### Work instructions
Copy every line of the entries that includes the word "below".
[Source data]
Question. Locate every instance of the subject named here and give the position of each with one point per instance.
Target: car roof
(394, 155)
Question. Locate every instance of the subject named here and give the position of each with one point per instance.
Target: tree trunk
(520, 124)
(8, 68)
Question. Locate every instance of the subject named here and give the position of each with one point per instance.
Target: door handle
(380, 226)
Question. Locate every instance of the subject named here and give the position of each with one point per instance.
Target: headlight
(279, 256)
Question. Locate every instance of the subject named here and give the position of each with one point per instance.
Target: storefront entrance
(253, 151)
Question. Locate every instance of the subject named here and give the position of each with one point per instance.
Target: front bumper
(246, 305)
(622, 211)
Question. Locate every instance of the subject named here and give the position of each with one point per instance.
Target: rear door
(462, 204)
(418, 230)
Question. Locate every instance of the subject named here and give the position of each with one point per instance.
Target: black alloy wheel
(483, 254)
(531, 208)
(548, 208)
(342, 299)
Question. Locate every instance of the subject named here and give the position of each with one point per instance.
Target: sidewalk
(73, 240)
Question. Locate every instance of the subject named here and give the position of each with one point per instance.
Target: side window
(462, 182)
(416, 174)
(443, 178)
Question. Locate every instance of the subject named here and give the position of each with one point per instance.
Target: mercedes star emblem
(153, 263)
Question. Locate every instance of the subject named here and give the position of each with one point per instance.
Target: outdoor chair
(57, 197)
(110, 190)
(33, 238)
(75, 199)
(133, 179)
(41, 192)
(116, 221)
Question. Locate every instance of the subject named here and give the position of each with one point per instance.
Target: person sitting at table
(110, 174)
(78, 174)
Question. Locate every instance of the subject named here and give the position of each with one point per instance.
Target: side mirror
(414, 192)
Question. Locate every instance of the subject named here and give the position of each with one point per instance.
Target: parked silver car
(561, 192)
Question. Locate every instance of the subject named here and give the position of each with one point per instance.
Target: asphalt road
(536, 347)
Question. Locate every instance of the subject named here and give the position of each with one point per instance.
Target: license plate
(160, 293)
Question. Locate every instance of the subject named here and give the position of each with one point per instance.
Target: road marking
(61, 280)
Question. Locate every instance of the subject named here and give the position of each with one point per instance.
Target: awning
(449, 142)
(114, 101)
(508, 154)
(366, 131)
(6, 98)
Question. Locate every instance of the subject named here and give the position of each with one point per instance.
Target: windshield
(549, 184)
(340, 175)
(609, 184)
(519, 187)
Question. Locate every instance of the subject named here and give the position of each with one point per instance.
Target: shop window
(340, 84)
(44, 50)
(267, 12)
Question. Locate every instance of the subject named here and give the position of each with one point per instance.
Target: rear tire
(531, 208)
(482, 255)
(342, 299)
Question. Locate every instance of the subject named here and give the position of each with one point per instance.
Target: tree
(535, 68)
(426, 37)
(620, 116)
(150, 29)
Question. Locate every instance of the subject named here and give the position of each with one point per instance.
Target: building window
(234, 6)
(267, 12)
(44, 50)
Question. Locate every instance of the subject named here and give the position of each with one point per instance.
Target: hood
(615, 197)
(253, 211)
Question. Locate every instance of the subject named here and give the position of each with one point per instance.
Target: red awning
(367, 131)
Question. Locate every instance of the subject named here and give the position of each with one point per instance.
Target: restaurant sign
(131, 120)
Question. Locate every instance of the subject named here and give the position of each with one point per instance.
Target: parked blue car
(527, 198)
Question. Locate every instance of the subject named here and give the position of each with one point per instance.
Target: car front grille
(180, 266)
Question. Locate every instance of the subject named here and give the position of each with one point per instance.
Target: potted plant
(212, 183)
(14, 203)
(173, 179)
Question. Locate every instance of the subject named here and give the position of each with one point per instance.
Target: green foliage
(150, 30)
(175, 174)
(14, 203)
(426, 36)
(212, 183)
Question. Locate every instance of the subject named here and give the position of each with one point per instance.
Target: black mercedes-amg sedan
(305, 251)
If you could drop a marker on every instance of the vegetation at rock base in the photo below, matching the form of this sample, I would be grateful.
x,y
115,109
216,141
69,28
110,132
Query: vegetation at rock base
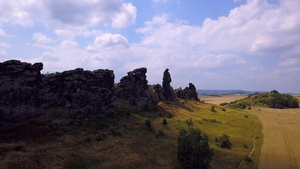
x,y
121,139
193,149
224,141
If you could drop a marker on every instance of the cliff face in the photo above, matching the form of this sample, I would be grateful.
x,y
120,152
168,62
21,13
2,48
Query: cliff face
x,y
26,93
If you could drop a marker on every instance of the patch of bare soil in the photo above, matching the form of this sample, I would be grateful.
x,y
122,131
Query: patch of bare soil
x,y
281,147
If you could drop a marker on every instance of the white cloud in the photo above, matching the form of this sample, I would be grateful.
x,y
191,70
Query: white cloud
x,y
91,12
2,33
41,38
4,45
68,44
108,41
125,17
18,12
156,1
290,62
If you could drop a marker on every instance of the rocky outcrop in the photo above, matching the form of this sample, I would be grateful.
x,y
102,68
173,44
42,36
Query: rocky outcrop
x,y
168,91
25,93
188,93
79,89
20,83
133,87
60,97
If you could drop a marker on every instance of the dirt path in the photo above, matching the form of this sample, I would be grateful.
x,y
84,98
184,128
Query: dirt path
x,y
253,147
281,147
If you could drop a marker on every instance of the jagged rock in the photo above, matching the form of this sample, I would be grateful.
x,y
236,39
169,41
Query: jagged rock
x,y
25,92
133,85
20,83
188,93
168,91
78,89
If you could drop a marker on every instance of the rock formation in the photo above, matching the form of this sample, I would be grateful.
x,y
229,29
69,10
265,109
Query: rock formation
x,y
26,93
168,91
188,93
77,89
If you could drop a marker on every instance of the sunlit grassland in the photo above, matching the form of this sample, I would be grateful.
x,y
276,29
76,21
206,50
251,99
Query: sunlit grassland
x,y
121,140
241,126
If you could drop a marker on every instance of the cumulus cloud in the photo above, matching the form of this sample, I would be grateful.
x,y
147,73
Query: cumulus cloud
x,y
68,44
91,12
18,12
41,38
2,33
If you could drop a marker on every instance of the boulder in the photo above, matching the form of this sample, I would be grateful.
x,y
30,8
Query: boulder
x,y
168,91
189,93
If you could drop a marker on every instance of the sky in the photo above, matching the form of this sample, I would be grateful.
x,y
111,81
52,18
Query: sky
x,y
214,44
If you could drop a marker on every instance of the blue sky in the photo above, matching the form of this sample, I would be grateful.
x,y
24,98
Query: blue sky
x,y
215,44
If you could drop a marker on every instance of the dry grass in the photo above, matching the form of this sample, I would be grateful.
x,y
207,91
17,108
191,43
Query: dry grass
x,y
123,141
281,148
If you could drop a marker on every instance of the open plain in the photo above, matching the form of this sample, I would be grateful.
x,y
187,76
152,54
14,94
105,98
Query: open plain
x,y
281,146
221,99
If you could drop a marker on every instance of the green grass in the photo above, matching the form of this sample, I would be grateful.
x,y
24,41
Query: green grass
x,y
121,139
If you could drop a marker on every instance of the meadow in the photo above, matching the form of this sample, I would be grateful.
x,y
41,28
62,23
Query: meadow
x,y
122,140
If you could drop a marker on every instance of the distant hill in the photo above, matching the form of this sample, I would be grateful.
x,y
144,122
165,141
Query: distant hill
x,y
271,99
223,92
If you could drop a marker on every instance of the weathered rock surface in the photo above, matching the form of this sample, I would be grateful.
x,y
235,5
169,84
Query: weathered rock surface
x,y
133,87
20,83
25,93
60,97
188,93
168,91
78,89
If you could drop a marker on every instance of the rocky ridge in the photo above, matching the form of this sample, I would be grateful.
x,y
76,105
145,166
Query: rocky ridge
x,y
26,93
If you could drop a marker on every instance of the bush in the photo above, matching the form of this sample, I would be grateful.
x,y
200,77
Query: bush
x,y
189,122
193,150
224,104
148,124
213,109
164,122
224,141
248,159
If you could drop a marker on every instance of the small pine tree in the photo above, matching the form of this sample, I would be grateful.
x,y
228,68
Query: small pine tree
x,y
164,122
193,150
189,122
148,124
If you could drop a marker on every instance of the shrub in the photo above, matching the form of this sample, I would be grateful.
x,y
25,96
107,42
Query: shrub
x,y
224,141
164,122
193,150
211,120
148,124
161,134
213,109
189,122
224,104
248,159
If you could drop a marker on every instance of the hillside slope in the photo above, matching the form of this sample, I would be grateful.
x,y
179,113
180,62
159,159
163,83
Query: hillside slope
x,y
120,139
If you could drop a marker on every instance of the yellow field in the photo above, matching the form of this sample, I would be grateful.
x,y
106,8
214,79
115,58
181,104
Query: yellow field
x,y
221,99
281,147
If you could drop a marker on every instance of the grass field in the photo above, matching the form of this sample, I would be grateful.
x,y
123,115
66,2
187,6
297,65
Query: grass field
x,y
281,147
121,139
221,99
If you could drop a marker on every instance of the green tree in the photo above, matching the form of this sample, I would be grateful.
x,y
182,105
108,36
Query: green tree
x,y
164,122
148,124
189,122
224,141
193,150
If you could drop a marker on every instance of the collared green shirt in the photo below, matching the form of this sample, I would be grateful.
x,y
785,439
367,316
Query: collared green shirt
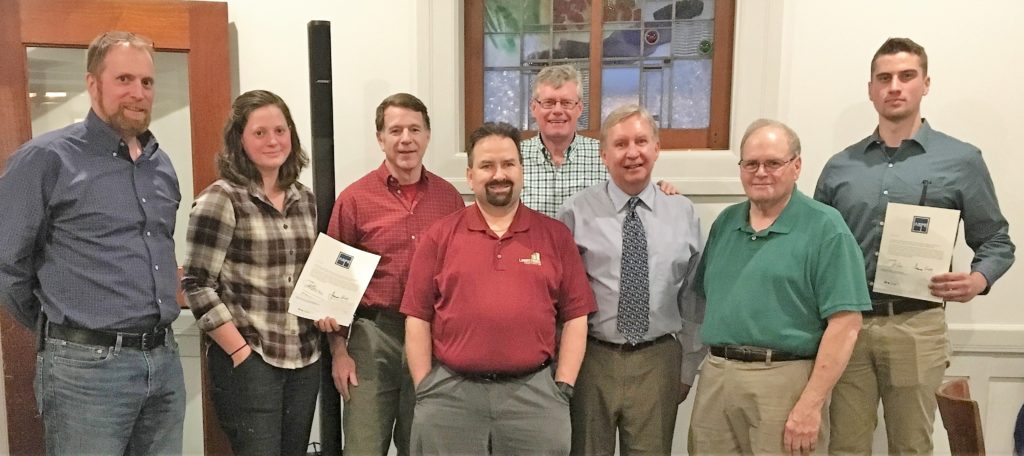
x,y
861,180
777,287
546,187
[/Source data]
### Task response
If you could drop a marker on every instance of the vegetation at rock base in the photo below, matching the form of this sample, I would be grateful.
If you could drop a marker on every instance of the collared green shirt in the photo below, matching the form of this sample, I would be grateful.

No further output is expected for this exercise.